Et le noir sur la scène est tombé.

Et là, une ovation et de multiples bravi ont salué une heure et vingt minutes de bonheur théâtral !
Une leçon !


Il n'est pas souvent donné de redécouvrir une pièce, un texte.
Il est assez rare, dans un huis clos, de recevoir un moment dramaturgique d'une telle force, d'une telle puissance.
C'est ce qu'hier soir, j'ai ressenti à la première de ces « Créanciers ».


« Les créanciers », pour être exact. Avec l'article défini devant, parce que l'on sait qui ils sont, ces gens qui vont régler leurs comptes.


Ce qui se joue, dans cette œuvre du dramaturge suédois, c'est la prise de conscience de la dette, en matière amoureuse.
Que dois-je à l'autre lorsque je l'aime, que me doit cet autre ? Oui, lorsque l'on aime, on devient débiteur.


Et bien entendu, la dette, ce compte-là, doivent être parfois soldés. Lorsque l'on n'aime plus, ou bien lorsque la jalousie, la possessivité s'installent.

Et puis, ce que je donne à l'autre, n'est pas ce que j'aimerais me donner, également ?

DONNÉES ENREGISTRÉES:
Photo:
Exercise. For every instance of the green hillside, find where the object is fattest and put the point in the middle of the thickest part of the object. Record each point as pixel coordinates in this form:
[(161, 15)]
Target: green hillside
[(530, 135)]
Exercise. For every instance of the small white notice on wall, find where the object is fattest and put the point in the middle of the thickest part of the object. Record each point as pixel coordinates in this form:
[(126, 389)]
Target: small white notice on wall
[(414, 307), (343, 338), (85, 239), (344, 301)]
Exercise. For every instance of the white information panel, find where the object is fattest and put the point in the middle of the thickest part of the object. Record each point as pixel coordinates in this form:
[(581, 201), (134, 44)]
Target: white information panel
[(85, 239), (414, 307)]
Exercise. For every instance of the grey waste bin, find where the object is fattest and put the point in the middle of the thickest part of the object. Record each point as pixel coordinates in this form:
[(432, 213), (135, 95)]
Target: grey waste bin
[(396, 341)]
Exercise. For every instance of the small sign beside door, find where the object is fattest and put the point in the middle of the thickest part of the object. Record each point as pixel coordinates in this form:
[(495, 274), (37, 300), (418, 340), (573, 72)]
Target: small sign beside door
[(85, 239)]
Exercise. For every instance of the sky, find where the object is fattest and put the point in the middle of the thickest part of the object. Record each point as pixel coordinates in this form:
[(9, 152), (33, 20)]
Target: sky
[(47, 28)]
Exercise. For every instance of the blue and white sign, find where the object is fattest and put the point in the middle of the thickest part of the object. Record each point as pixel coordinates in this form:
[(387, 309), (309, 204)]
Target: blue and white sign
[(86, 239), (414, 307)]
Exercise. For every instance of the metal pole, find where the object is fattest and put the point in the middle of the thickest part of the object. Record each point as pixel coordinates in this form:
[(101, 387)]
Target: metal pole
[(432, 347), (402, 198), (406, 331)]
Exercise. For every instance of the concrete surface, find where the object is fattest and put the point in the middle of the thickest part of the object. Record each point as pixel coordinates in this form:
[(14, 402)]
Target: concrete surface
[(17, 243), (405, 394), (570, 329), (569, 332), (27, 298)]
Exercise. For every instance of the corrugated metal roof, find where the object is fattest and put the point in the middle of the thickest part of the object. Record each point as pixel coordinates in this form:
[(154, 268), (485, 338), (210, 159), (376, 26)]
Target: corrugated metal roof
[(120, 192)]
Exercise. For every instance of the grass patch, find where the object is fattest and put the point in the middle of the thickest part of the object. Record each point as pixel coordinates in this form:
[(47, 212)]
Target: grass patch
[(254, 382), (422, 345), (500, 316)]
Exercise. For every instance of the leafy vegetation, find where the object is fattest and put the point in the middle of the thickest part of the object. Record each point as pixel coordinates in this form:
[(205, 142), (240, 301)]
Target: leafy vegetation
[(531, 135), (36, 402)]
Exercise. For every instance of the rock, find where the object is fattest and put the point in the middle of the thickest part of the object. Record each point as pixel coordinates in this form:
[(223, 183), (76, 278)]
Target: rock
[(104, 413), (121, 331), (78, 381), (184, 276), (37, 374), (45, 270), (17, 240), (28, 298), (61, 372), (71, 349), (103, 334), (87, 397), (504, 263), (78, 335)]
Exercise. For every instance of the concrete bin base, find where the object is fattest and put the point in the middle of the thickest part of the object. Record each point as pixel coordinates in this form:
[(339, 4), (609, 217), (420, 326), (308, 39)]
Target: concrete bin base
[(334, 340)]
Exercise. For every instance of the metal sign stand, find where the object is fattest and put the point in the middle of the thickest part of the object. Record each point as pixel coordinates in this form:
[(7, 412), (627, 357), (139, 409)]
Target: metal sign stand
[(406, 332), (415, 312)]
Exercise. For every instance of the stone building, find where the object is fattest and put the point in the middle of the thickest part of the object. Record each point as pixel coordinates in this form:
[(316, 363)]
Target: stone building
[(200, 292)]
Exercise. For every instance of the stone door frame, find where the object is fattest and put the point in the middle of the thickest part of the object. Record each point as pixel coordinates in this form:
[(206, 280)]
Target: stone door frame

OBJECTIF:
Recopiez à l'identique, dans le document consacré à la pièce « Les créanciers », le passage allant de « Ce qui se joue, dans » jusqu'à « on devient débiteur. ».

CORRIGÉ:
Ce qui se joue, dans cette œuvre du dramaturge suédois, c'est la prise de conscience de la dette, en matière amoureuse.
Que dois-je à l'autre lorsque je l'aime, que me doit cet autre ? Oui, lorsque l'on aime, on devient débiteur.